___ Excerpted text
I can survive by pretending that theology doesn't matter. That our complicity in a socioeconomic system that seems to be perfectly designed to concentrate wealth in the hands of a few while guaranteeing poverty for many (with a nice, soft, squishy, complacent middle holding things together) doesn't matter. If I spin things to myself the right way (and of course I always know I'm spinning; life was easier, if more dangerous, when all of my projects of self-delusion were subconscious), I'm just participating in other peoples' meaning-making. I can be okay with that. Except I have limits. And I'm at least smart enough to recognize that if all I ever do is help people (including myself) feel okay about where they're already at, I'm perpetuating a status quo I claim to hate.

I confess I'm a bit smitten with the theological musings of Slavoj Žižek. Žižek says some stuff that is batshit crazy, and I think he says it for precisely that reason. He's not really a theologian in any kind of confessional sense (actually he's an atheist) but a philosopher -- and he's very, very odd. Hard to watch on video odd. Not sure I ever want to meet him in person odd. But the overall shape of his theology I find fascinating. John D. Caputo sums it up this way:
Following Hegel, Žižek denies the distinction between the immanent and economic Trinity, between the generation of the Son and the creation of the world. For him, the absolute in itself (Father) negates itself in order to empty itself without remainder into the world (Son), of which the Christ is a singular sign, constituting a kind of first death or kenotic emptying of the Father/God. That negation is in turn negated in the Crucifixion, in which nothing less than the God(-man) himself dies, which allows the emergence of the collective "spirit". The supreme moment of dark lucidity is Jesus's lament "My God, my God, why have you forsaken me?" At that point, the horizon is wiped out, and the cold black truth is exposed that no one (save ourselves) is coming over the horizon to save us, that we are sustained by no overarching cosmic support. We are on our own. Just as in psychoanalysis, Žižek says elsewhere, the treatment is over when the patient realizes there is no "Big Other" (God or Man, Nation or Party, Father or Big Brother, Lacan's symbolic order or what Derrida called the "transcendental signifier"). [From Caputo's review of The Monstrosity of Christ.]
I was working toward something like this a couple of years ago here. I might temper Žižek with Caputo's own "weakness theology," and maybe scoop up some Philip Clayton along the way. I'd also toss in the Jewish mystical concept of Tzimtzum -- the idea that creation took place through God's contraction of Godself, a primordial divine kenosis at the very heart of creation.
______
» **What is expected**: Please pick up the reflection on Žižek's theology above and continue it from its last sentence, about Tzimtzum.
___ Entries supplied
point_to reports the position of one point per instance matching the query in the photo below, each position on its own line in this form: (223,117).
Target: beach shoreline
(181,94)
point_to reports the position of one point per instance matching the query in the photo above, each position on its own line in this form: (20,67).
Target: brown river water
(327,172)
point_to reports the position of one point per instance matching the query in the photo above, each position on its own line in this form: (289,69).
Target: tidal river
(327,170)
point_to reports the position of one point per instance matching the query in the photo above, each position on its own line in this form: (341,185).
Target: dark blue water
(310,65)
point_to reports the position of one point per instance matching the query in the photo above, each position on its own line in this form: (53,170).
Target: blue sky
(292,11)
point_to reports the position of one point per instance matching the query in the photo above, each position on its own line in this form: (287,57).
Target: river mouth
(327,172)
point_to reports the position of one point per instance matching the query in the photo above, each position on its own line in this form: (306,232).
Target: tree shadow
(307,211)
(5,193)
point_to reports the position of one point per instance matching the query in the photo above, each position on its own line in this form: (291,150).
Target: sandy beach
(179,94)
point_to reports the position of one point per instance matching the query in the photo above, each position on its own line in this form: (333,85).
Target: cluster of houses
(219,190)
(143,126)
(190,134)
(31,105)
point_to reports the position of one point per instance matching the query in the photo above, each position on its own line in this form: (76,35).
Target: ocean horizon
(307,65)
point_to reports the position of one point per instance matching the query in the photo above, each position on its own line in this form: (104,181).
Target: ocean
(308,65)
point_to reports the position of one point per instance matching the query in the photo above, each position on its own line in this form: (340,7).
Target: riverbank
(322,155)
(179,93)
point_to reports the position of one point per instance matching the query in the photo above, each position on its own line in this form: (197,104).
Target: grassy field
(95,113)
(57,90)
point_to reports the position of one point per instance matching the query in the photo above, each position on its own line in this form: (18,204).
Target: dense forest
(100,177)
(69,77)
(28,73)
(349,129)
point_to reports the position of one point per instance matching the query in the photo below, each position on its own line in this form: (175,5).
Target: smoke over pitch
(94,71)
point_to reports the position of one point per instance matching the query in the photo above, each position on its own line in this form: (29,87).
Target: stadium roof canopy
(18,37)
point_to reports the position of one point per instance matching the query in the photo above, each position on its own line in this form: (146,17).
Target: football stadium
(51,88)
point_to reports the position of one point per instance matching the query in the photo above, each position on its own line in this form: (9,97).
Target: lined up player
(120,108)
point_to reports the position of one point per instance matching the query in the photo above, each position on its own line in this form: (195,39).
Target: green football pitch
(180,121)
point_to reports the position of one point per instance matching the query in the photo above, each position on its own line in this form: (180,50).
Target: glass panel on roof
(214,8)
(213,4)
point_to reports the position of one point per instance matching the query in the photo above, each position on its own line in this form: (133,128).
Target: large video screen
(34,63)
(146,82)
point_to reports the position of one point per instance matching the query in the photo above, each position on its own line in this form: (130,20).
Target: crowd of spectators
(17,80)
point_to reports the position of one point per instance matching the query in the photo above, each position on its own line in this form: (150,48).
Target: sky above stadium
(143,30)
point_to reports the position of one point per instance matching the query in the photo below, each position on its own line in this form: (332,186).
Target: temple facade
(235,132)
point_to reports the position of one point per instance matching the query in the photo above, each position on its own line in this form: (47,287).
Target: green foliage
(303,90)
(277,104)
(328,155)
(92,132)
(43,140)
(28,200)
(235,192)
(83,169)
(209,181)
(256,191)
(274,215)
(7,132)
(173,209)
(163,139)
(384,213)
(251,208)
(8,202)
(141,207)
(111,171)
______
» **Result for this exercise**:
Thus, the trajectory of self-emptying, from Incarnation to the Cross, is revelatory, not of a divine plan in which everything comes out okay, but of the Void itself. The Christ-event reveals to us the true nature of God as Emptiness, all the way down. [The thud you just heard was Mike Morrell falling over as he reads this. Pay it no mind.] Caputo argues that God is not a being who does things, but the name that we give to "a promise, an unkept promise, where every promise is also a risk, a flicker of hope on a suffering planet."

Where does that leave us? Same place we've always been: experimenting with ways to organize ourselves, trying to find something that works for all of us. It's a problem that is not so much awaiting a final solution as it is generative of possibilities, all of them provisional, some better in a given time and place than others. What we're doing now is not working, and it doesn't matter who's in charge. I no longer have the luxury of believing it's magically going to get better someday, and I certainly don't think it's going to get better by singing love songs to Jesus.

But I don't know what to do. I don't know what to do that would be genuine. More to the point, I don't know what to do that doesn't feel like a futile Quixotic attempt to find the Answer. I don't know what to do that isn't in danger of becoming an idol to itself, or just another thing that I used to believe in.